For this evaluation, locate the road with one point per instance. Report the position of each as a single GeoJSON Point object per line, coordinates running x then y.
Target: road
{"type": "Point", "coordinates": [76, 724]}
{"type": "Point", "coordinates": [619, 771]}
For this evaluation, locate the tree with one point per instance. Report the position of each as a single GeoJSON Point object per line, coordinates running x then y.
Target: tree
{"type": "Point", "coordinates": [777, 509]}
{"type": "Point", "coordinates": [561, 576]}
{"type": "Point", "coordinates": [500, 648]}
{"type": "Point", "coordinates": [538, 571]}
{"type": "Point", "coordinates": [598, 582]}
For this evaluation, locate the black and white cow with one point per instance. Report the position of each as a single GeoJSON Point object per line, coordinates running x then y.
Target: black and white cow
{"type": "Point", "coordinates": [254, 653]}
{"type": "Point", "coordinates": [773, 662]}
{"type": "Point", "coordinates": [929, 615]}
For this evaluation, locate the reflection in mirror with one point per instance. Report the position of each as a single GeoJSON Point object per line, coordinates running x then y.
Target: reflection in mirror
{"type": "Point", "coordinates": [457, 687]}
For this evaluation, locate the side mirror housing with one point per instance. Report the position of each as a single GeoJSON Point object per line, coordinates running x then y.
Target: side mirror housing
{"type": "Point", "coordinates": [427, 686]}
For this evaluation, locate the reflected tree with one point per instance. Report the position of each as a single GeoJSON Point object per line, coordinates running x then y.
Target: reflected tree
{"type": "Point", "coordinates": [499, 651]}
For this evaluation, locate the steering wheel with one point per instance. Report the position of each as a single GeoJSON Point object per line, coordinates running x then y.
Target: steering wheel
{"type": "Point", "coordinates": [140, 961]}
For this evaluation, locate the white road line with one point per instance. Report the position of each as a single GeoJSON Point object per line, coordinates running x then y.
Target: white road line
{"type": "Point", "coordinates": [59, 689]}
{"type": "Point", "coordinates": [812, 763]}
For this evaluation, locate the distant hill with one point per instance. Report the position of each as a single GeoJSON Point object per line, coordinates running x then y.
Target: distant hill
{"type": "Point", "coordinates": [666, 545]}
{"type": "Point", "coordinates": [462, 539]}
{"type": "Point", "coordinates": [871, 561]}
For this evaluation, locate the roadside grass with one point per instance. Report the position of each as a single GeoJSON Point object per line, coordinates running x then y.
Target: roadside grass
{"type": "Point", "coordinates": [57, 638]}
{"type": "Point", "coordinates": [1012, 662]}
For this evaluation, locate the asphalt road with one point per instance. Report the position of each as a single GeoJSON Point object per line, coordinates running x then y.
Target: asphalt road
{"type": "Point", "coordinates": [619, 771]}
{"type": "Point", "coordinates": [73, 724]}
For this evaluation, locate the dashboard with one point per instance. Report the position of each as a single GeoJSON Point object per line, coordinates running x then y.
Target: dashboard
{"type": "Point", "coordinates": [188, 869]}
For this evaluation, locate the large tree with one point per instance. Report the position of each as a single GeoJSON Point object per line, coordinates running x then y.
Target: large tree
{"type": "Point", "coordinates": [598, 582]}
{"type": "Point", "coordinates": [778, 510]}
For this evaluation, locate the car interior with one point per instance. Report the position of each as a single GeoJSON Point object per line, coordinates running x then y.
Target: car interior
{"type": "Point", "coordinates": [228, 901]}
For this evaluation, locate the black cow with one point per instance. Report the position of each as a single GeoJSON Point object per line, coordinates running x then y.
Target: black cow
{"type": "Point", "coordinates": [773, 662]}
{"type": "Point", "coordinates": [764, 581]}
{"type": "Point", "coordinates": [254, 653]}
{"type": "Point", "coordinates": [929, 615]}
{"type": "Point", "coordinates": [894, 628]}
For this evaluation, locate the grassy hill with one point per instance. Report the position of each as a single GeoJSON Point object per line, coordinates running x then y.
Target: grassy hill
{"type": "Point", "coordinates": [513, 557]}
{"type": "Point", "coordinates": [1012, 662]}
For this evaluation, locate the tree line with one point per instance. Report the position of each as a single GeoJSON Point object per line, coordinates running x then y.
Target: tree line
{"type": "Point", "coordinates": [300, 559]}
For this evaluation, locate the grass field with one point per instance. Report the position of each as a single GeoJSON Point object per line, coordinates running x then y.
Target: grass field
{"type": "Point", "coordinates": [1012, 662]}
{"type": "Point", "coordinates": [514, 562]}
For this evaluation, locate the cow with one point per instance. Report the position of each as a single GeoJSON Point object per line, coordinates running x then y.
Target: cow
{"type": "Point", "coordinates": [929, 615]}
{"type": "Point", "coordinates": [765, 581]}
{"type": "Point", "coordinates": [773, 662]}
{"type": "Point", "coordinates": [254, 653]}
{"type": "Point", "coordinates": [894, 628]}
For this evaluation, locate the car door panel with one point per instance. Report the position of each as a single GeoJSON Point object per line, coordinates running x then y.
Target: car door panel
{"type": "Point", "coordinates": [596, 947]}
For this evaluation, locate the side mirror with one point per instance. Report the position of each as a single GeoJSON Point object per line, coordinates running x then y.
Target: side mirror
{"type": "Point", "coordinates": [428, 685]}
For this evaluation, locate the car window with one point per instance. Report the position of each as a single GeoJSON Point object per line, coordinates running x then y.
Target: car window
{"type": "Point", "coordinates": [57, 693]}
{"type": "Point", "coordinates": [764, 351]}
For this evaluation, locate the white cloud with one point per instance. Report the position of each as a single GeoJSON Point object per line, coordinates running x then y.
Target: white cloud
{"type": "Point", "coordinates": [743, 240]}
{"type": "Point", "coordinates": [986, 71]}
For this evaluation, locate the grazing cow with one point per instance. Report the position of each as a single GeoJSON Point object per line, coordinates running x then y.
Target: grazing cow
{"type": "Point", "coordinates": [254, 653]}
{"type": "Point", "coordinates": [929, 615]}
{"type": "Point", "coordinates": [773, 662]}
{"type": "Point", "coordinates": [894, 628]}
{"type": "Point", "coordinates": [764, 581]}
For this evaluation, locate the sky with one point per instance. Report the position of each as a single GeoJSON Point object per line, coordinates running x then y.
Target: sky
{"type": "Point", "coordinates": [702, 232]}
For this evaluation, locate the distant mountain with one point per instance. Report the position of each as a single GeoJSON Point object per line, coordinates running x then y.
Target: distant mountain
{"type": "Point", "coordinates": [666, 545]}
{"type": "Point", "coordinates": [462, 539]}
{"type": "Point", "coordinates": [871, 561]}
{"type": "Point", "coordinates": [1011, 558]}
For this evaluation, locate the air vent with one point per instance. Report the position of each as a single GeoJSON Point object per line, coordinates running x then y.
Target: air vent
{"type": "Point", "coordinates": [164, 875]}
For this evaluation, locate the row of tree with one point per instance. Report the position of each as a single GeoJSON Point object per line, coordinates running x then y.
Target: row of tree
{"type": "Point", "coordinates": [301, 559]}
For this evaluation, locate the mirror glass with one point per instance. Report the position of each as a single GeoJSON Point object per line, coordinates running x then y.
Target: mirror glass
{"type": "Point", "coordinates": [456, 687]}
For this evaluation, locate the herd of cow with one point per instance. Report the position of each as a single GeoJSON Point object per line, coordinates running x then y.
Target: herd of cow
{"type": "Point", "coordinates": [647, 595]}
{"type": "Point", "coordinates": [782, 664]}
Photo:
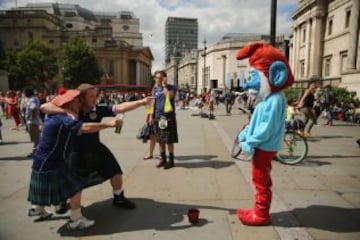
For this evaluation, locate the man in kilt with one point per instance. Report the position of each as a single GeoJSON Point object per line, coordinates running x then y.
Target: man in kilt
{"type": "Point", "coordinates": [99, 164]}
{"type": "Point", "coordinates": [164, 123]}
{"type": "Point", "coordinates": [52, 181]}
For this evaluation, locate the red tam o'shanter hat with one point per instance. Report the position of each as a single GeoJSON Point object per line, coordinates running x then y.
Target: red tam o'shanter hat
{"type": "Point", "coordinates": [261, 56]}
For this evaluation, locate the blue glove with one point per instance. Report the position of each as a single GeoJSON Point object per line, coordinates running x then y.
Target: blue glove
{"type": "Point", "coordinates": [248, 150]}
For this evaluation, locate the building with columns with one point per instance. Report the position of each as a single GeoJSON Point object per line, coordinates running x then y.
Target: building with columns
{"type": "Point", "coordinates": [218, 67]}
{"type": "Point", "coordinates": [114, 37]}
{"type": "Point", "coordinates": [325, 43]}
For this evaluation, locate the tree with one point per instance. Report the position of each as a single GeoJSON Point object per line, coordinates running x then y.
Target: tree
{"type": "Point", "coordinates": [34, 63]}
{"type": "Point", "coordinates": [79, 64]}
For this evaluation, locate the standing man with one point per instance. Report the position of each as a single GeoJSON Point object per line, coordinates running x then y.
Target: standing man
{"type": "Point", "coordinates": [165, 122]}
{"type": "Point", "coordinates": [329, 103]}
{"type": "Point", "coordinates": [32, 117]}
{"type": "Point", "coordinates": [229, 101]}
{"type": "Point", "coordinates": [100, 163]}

◆ **EXERCISE DETAILS**
Starting at the line that contains "For this evaluation, locate the standing" and continuing through the end of the material, write those lines out again with "standing man" replaced by "walking man" and nothing else altered.

◆ **TASK ANSWER**
For this evaluation, locate the walking man with one point per instance. Report the position of each as a single GeoJSON Point object per line, coordinates running x then y.
Target: walking man
{"type": "Point", "coordinates": [165, 122]}
{"type": "Point", "coordinates": [329, 103]}
{"type": "Point", "coordinates": [32, 117]}
{"type": "Point", "coordinates": [229, 101]}
{"type": "Point", "coordinates": [100, 163]}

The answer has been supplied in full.